→ Task requirements
Reproduce each of the following items verbatim, preserving every line without alteration.

[Shape boundary entries]
══════════════════════════════

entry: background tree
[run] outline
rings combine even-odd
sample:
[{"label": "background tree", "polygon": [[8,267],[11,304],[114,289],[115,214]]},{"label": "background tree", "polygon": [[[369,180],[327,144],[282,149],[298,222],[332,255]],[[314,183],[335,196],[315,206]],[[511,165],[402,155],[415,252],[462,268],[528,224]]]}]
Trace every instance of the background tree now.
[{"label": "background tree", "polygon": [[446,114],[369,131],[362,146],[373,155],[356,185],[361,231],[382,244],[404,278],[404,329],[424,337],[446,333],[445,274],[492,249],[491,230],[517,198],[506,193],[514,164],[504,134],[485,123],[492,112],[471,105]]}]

══════════════════════════════

→ Exercise answer
entry: background tree
[run] outline
rings combine even-odd
sample:
[{"label": "background tree", "polygon": [[8,267],[11,304],[114,289],[115,214]]},{"label": "background tree", "polygon": [[[369,180],[327,144],[282,149],[298,222],[332,255]],[[314,183],[335,196],[315,206]],[[511,165],[402,155],[415,252],[462,268],[528,224]]]}]
Trace every instance of the background tree now.
[{"label": "background tree", "polygon": [[446,114],[369,131],[362,146],[373,155],[356,185],[361,231],[382,244],[404,278],[404,329],[424,337],[446,333],[445,274],[492,249],[491,230],[517,198],[506,193],[514,164],[504,134],[485,123],[492,112],[471,105]]}]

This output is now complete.